● Natural language region descriptions
··········

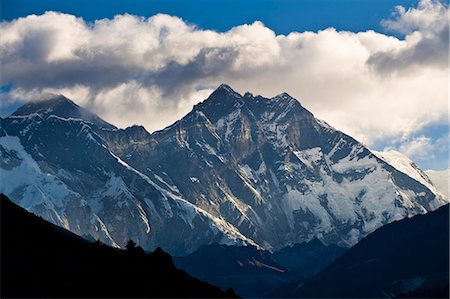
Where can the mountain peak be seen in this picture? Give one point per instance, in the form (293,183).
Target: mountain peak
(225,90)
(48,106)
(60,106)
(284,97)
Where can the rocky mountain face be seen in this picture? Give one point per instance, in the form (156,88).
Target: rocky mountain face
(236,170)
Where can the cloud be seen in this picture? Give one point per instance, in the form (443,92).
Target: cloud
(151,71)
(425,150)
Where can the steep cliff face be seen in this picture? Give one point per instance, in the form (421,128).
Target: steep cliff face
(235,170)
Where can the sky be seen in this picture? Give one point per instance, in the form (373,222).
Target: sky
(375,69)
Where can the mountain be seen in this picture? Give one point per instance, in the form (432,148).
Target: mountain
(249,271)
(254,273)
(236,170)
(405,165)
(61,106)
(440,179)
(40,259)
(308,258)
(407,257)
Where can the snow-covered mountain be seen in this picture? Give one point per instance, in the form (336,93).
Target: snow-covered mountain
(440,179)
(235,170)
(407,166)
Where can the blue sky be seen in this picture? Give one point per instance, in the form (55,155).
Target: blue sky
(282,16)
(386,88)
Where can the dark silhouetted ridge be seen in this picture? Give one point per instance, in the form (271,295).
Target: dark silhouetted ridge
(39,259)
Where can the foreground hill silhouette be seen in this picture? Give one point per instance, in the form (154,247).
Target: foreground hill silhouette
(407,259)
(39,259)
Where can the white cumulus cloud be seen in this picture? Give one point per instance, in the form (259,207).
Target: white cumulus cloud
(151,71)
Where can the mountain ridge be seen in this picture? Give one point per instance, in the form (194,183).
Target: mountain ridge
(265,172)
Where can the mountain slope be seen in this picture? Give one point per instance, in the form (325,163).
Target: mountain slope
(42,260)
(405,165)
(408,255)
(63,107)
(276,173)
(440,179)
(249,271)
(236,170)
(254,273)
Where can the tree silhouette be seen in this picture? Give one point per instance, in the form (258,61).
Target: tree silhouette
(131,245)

··········

● Instructions for the task
Leave out the images and transcribe all the records exactly.

● Response
Where can the mountain peak be seen in this picture? Give one point per instance, in the form (293,183).
Target: mountain peak
(225,90)
(48,106)
(60,106)
(284,97)
Where can the rocky mountain face be seen in this picture? Give one point per instance, in the form (156,88).
Target: rocky mountain face
(236,170)
Where can the cloud be seen in this picture? Give one point per instance, in the form (443,92).
Target: cloud
(151,71)
(425,150)
Where can the steep cliff face be seen in this picture? Give one point per instance, in the form (421,128).
Target: steep cliff face
(235,170)
Where can the sky be seen in this picture? Give one point per instance, in the form (373,222).
Target: sky
(375,69)
Where can the mountain be seen in this picture? Give one point per instance, in the form (432,148).
Target: mountain
(249,271)
(254,273)
(236,170)
(405,165)
(61,106)
(440,179)
(40,259)
(308,258)
(407,257)
Where can the snow-covered mountain be seen in this picture? Give one point per instance, in the form (336,93).
Target: snow-covered mountain
(440,179)
(235,170)
(407,166)
Where can the blue sky be seen in this picture? Give one point per instance, in the form (55,155).
Target: blue sky
(282,16)
(386,88)
Where can the dark silhouetted ridge be seen in this picture? Give one point per instance, in the form (271,295).
Target: dark silhouetted ridge
(39,259)
Where can the foreground hill silhouette be seen in this picture? Give one point per instance, in the form (154,247).
Target: foreground hill silhouette
(407,259)
(39,259)
Where can the white cumulus cloud be seen in this picture? Give one point per instance, in the form (259,207).
Target: white cumulus cloud
(151,71)
Where can the mountain ridge be seen in this picture? Give one point per instance, in the form (194,183).
Target: mountain ridge
(265,172)
Where can the mountain slope be seen in this picture? Give one point per instance, in the form (325,163).
Target: mountain slope
(42,260)
(405,165)
(408,255)
(63,107)
(276,173)
(440,179)
(249,271)
(236,170)
(254,273)
Where can the tree silhouette be seen in this picture? Give one point per instance, in the form (258,61).
Target: tree silhouette
(131,245)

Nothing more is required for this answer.